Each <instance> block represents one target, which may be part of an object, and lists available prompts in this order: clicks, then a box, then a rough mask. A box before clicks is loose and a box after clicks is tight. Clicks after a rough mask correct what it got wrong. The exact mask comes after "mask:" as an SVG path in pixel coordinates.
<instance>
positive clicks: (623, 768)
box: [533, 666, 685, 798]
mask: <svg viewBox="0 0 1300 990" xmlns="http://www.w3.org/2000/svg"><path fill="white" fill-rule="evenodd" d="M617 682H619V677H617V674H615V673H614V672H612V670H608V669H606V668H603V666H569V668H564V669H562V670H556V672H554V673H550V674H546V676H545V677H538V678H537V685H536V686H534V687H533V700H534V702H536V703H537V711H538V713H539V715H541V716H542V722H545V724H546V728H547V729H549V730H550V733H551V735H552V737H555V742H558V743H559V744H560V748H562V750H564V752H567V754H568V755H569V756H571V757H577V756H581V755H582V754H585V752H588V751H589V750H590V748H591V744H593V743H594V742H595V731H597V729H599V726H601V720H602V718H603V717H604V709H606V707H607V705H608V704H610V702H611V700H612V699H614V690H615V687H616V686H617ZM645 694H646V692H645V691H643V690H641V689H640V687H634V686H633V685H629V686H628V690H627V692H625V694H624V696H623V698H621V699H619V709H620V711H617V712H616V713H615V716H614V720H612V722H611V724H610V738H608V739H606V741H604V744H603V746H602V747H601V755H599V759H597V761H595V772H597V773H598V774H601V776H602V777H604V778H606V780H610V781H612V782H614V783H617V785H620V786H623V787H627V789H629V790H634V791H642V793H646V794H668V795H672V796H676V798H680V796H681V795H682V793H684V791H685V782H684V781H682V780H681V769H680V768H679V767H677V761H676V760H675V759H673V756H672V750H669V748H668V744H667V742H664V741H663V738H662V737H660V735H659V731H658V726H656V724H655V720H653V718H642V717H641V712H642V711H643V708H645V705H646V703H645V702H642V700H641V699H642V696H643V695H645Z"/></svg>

------------------------------------------------

What is required
Where a line of the data includes the string "clicks", list that line.

The answer
Each <instance> block represents one target, which may be part of an object, and lists available prompts in this order: clicks, then a box, then a rough mask. A box before clicks is loose and a box after clicks is tight. Clicks after a rough mask correct what it got wrong. The exact mask comes after "mask:" as an SVG path in pixel coordinates.
positive clicks: (623, 768)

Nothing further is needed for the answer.